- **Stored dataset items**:
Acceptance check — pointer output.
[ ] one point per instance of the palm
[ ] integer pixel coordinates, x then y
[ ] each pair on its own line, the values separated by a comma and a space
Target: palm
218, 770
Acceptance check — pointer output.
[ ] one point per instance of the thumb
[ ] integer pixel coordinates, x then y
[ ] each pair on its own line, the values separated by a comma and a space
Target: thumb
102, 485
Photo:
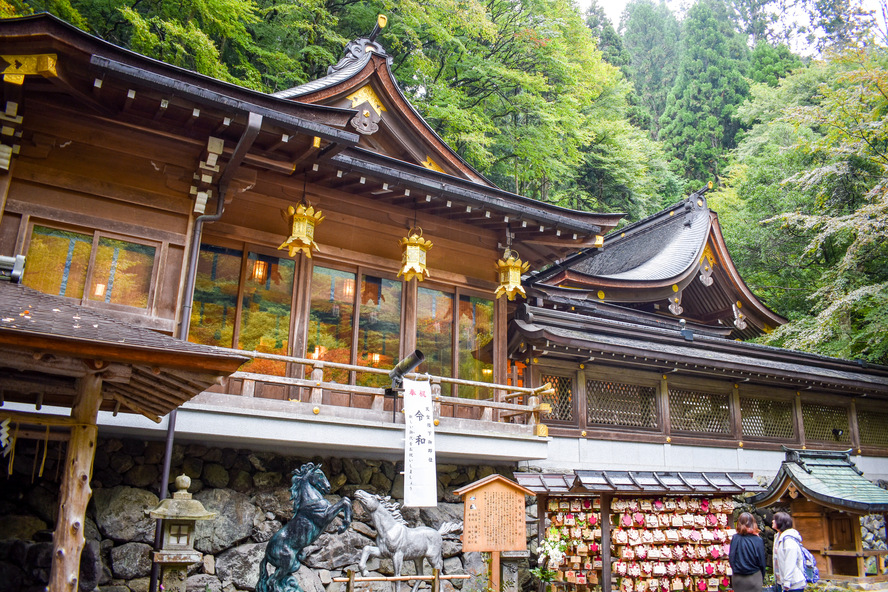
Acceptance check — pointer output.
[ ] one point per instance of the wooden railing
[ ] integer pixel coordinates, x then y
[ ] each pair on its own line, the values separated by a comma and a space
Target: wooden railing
504, 403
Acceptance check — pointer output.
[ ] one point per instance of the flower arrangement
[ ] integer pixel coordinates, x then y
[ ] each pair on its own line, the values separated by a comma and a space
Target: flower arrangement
551, 554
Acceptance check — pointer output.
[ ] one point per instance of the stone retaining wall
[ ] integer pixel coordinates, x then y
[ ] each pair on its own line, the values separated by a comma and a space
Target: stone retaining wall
249, 490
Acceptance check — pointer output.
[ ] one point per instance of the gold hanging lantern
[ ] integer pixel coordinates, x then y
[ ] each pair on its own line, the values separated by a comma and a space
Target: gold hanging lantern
302, 220
509, 270
413, 255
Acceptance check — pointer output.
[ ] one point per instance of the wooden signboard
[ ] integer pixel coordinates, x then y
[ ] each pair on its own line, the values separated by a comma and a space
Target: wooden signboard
494, 515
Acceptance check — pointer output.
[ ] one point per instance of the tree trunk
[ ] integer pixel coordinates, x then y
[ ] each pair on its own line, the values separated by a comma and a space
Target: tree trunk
68, 539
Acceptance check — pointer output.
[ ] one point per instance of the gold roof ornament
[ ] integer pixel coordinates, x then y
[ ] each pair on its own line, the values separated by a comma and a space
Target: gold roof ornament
413, 255
302, 220
509, 269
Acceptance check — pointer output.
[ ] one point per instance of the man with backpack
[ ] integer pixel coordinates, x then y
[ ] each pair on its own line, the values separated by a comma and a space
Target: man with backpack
791, 566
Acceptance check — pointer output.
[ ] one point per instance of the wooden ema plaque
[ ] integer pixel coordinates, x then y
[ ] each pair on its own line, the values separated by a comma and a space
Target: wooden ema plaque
494, 515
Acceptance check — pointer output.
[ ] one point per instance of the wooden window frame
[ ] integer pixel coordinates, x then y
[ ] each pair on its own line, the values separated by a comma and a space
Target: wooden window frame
160, 254
828, 401
359, 270
457, 291
639, 378
578, 393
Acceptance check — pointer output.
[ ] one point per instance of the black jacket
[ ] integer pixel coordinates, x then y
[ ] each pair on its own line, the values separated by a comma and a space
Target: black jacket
747, 554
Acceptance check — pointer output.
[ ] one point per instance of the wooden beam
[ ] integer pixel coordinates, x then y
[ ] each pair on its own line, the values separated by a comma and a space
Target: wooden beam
68, 538
128, 402
42, 419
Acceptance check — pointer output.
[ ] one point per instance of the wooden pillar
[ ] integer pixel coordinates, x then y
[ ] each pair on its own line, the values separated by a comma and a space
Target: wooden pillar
606, 561
68, 539
495, 571
5, 182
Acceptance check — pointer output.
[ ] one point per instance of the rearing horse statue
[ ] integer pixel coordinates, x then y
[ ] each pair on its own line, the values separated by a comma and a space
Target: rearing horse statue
311, 516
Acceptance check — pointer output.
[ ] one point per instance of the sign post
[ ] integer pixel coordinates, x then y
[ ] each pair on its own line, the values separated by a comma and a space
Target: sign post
420, 474
493, 519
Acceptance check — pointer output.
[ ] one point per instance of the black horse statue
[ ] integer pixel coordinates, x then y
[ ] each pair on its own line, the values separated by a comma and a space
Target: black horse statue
311, 516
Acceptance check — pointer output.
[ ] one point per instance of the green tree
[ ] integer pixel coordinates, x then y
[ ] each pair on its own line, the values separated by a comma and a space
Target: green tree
651, 36
609, 42
817, 150
849, 183
699, 123
769, 64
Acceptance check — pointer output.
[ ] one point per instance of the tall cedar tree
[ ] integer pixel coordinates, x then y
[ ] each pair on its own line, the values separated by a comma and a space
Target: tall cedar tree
651, 36
699, 124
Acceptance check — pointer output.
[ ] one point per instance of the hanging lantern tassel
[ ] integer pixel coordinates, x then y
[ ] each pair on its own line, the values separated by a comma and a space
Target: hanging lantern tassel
302, 220
509, 270
413, 255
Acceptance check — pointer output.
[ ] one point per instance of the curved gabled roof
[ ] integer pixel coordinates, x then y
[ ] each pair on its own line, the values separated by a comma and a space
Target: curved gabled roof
661, 251
827, 477
365, 64
673, 263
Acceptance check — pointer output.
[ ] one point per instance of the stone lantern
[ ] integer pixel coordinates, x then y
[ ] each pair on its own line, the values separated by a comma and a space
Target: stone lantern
177, 552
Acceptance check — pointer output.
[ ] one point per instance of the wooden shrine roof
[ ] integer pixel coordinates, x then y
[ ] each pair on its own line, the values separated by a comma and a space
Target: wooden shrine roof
671, 346
101, 84
48, 342
363, 77
639, 483
659, 261
826, 477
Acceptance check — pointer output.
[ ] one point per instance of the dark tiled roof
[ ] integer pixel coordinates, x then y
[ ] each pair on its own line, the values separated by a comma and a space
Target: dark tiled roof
354, 60
827, 477
667, 346
663, 249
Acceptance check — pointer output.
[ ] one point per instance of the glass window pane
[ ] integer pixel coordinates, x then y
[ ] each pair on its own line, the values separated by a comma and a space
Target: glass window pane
57, 261
122, 273
265, 313
475, 344
330, 323
215, 296
434, 331
379, 327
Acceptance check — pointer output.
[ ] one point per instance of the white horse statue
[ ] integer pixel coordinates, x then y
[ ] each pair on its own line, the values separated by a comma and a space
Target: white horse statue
398, 541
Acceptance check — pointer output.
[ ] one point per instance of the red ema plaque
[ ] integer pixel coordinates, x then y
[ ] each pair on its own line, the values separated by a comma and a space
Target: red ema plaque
494, 515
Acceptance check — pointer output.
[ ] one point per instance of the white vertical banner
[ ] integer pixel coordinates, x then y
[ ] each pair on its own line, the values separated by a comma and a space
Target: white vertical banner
420, 474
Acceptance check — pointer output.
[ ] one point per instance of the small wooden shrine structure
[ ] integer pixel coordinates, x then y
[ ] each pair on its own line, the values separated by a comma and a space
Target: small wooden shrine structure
647, 517
826, 494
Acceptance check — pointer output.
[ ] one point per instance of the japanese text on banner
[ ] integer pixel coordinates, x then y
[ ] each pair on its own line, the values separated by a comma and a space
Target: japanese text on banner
420, 475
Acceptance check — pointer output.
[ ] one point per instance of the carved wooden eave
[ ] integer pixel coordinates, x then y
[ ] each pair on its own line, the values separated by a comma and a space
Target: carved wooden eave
48, 343
201, 120
673, 263
363, 80
669, 347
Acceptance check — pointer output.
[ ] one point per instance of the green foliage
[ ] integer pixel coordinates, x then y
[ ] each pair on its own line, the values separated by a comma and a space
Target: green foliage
651, 36
769, 64
818, 151
699, 123
609, 42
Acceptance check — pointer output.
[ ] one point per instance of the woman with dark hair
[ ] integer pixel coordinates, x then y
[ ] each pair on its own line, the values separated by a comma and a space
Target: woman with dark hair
747, 556
789, 562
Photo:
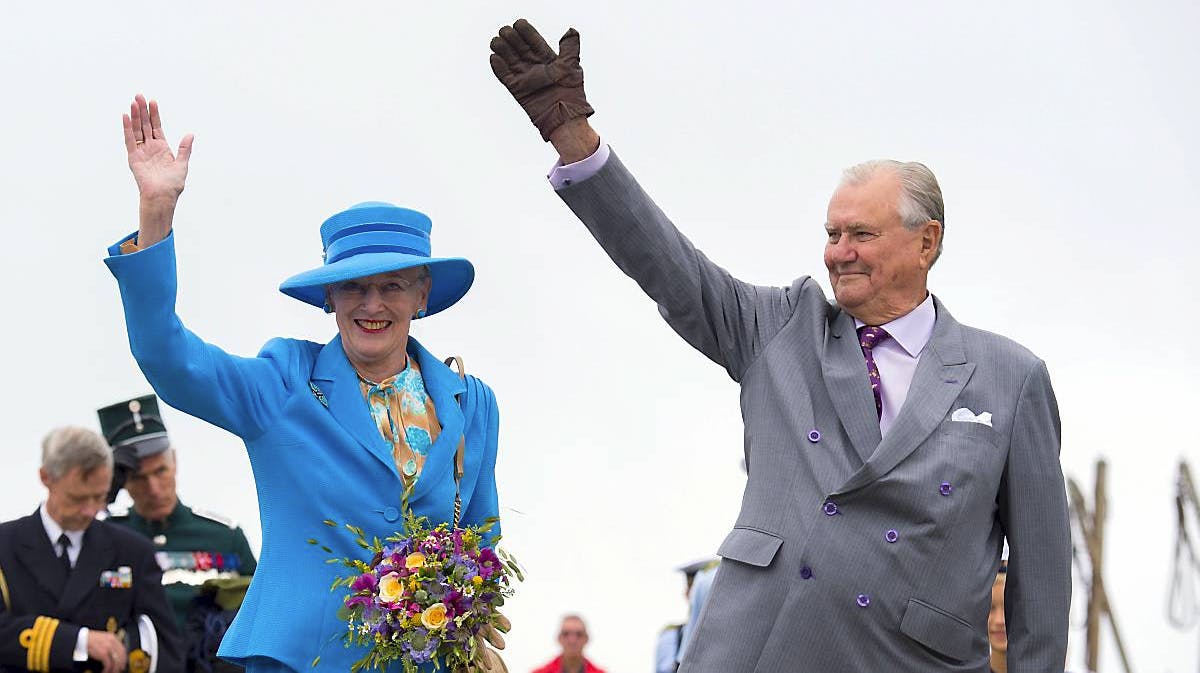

- **How to complete this task**: Please reproduce each entry above word for word and keep the pictures out of the copy.

- **Answer box**:
Acceptance check — pointer output.
[ ] one point per instance of the palm
[ ] integer pixel coordinates, x then y
[ ] each pair on its own line, the values separated by a comma and a space
Target: palm
218, 770
Acceptance check — pointer output.
[ ] one point per instance of the thumb
[ ] integer pixel coordinates, x then y
[ ] each pair on its own line, the values separated by a comma and a space
Target: thumb
102, 485
Photo:
Acceptance check — pointer output.
[ ] one point per instance of the wooden railing
[ ] integer pixel coordinates, x then y
[ ] each pair on its own line, the values separated by a comma and a space
Target: wooden railing
504, 403
Acceptance check — pointer output.
[ ] one point per instance of the flower arrangement
[ ] integer pixel coordinates, x then y
[ ] each pair on its own line, the values separated by a comma and a space
Target: flower arrangement
551, 554
Acceptance check — pointer output.
[ ] one point per instance of the stone retaining wall
[ ] integer pixel coordinates, x then y
[ ] each pair on its own line, the values separated by a comma and a space
Target: stone retaining wall
249, 490
Acceptance check — pointer output.
[ ] one point per instance of the gold hanging lantern
[ ] integer pixel coordinates, x then y
[ ] each pair on its own line, the values separated by a comma and a space
Target: gold hanging lantern
302, 220
509, 270
413, 255
Acceptance check — pointer output.
[ ] one point per instance of the wooden signboard
[ ] integer pixel coordinates, x then y
[ ] each pair on its own line, the values separated by a comma and a space
Target: wooden signboard
494, 515
Acceptance check — pointer output.
[ ] one point per instance of the tree trunk
[ ] integer pixel coordinates, x then y
[ ] each pair on its own line, the values separated by a comma and a space
Target: tree trunk
68, 539
Acceptance check — pointer output.
[ ] one point per instance of the gold roof ornament
[ ] integer pixel coordinates, x then y
[ ] each pair on its own line, the values separated by a comma and a space
Target: gold roof ornament
413, 255
302, 220
509, 269
Acceptance check — pointer output.
[ ] one point per instance of the man with backpack
[ ] integer pixel coordinates, x then y
[ ] each pair on its own line, the values separated by a comma and a space
Target: man with backpack
791, 566
Acceptance check — pointer output.
[ ] one point per instance of the wooden ema plaque
[ ] integer pixel coordinates, x then y
[ ] each pair on its own line, the values separated by a comma and a space
Target: wooden ema plaque
494, 515
Acceptance check — pointer output.
[ ] one point per instance of the wooden window frame
[ ] integer pixel coordinates, x then y
[ ] each pair on its own line, the values separated by a comma and a space
Target: wooden window frame
160, 254
828, 401
359, 270
457, 291
639, 378
578, 393
Acceptance check — pointer output.
[ ] one point per instance of the black jacket
[ ] integer pixel coordinates, x then y
[ ] each pair on its own line, the values separated by a comma and a space
Target: black jacket
747, 554
Acceptance check — pointer output.
[ ] one point per instance of the wooden beam
[ ] integer pixel coordinates, x then y
[ ] each pair on its own line, the values separated by a comma and a space
Target: wooden beam
68, 538
128, 402
42, 419
Acceptance check — pointer output.
[ ] one point per instance of the wooden pillar
[ ] integer pixel coordinates, x then y
[ ] each pair on its own line, the values separated by a comma and a space
Target: wooden pillar
606, 561
68, 539
495, 571
5, 182
Acceptance check — pointer output.
[ ] one point per instance of the rearing horse statue
[ ] integer pixel coordinates, x then y
[ ] each pair on its own line, the values separated by a comma and a space
Target: rearing horse statue
311, 516
Acceptance check — pointer output.
[ ] one point per instance of the sign post
[ ] integer pixel coordinates, x then y
[ ] each pair on its own line, the values separated by a comma and a space
Target: sign post
420, 474
493, 519
Acceptance check — pointer output.
[ ] one point per instance of the black horse statue
[ ] integer pixel coordinates, x then y
[ ] each pair on its own line, the values separated by a comma and a space
Target: black horse statue
311, 516
Acceptance check — pointer output.
[ ] one point per instance of the green tree
[ ] integer pixel coordinates, x then y
[ ] each pair on its own line, the values separated by a comma and a space
Target: green tree
651, 36
609, 42
817, 150
849, 183
699, 123
769, 64
Acceptance check — pointer output.
[ ] one point per instance of the tall cedar tree
[ ] integer pixel coordinates, x then y
[ ] each pair on its own line, the values separated by a comma and a space
Target: tall cedar tree
651, 36
699, 124
Acceptance check — pointer output.
[ ] one point per instance of the hanging lantern tassel
[ ] integer pixel coordinates, x then y
[ ] each pair on its own line, the values separated by a comma and a space
Target: hanging lantern tassel
302, 220
509, 270
413, 255
Acceptance check — pointer output.
[ ] one point per instance of the curved gabled roof
[ ] integer pixel coordinates, x then y
[ ] each pair on its own line, the values separated by a comma and a space
Target: curved gabled roof
661, 251
827, 477
365, 64
673, 263
Acceptance check — pointer output.
[ ] one point per instance of the stone lantern
[ ] integer pixel coordinates, x then y
[ ] each pair on its own line, the values separated by a comma and a space
Target: stone lantern
177, 552
Acceptance check — pointer output.
[ ] one point per instance of the wooden shrine roof
[ ] integer pixel coordinates, x then y
[ ] each pair on its own line, the values separated by a comma and a space
Target: wooden shrine roof
671, 346
101, 84
48, 342
363, 77
639, 483
659, 261
826, 477
Acceptance check — pointer output.
[ ] one point per instance of the dark tiled roof
[ ] integer pixel coordinates, x then y
[ ] each pair on its own line, the values separated by a comma and a space
Target: dark tiled roof
354, 60
827, 477
667, 346
663, 249
Acceptance check — pointer output.
[ ] one point per instance of the glass window pane
[ ] integer pixel coordinates, x then y
[ ] each pair on its own line, the values separated by a comma and a space
Target: glass window pane
57, 261
122, 273
265, 313
475, 344
330, 323
215, 296
434, 331
379, 327
Acceptance check — pointer output.
[ ] one point per instance of the white horse statue
[ ] integer pixel coordinates, x then y
[ ] each pair on its own line, the values separated by a comma and a space
Target: white horse statue
398, 541
Acceptance check — pointer output.
[ ] one point per instance of the red ema plaque
[ ] integer pixel coordinates, x then y
[ ] each pair on its own line, the values separated by a comma and a space
Target: red ema plaque
494, 515
Acceptance check — pointer output.
[ ] one point per instance of the white vertical banner
[ ] integer pixel coordinates, x then y
[ ] each pair on its own line, the values separated by a comma and a space
Target: white vertical banner
420, 474
Acceptance check — pointer output.
[ ] one point per instance of the small wooden shrine structure
[ ] integer pixel coordinates, x then y
[ ] each pair on its own line, the values separated by a comma and a space
Target: small wooden shrine structure
647, 517
826, 494
Acceptance check — pointer output.
[ ] one point per instance of the japanese text on banner
[ ] integer pixel coordinates, x then y
[ ] each pair on its own line, the values separated by a comma and a space
Target: japanese text on banner
420, 475
Acceptance check — pointer output.
[ ] one point per instance of the carved wooden eave
[ ] integer pixel coordinates, x then y
[ ] each pair on its own line, the values separated by a comma and a space
Target: carved wooden eave
48, 343
201, 120
673, 263
363, 80
669, 347
Acceptance check — pointer output.
[ ] one point per instance of the green foliage
[ ] integer pixel coordinates, x then y
[ ] each pair on its own line, the values separated by a comma and a space
Target: green foliage
651, 36
769, 64
818, 151
699, 123
609, 42
Acceptance check — pointer output.
[ ] one point per instance of the woman with dark hair
[ ] integer pixel coordinates, x then y
[ ] each pair on its own line, the values separated by a comma and a space
Target: woman with dark hair
747, 556
789, 562
Photo:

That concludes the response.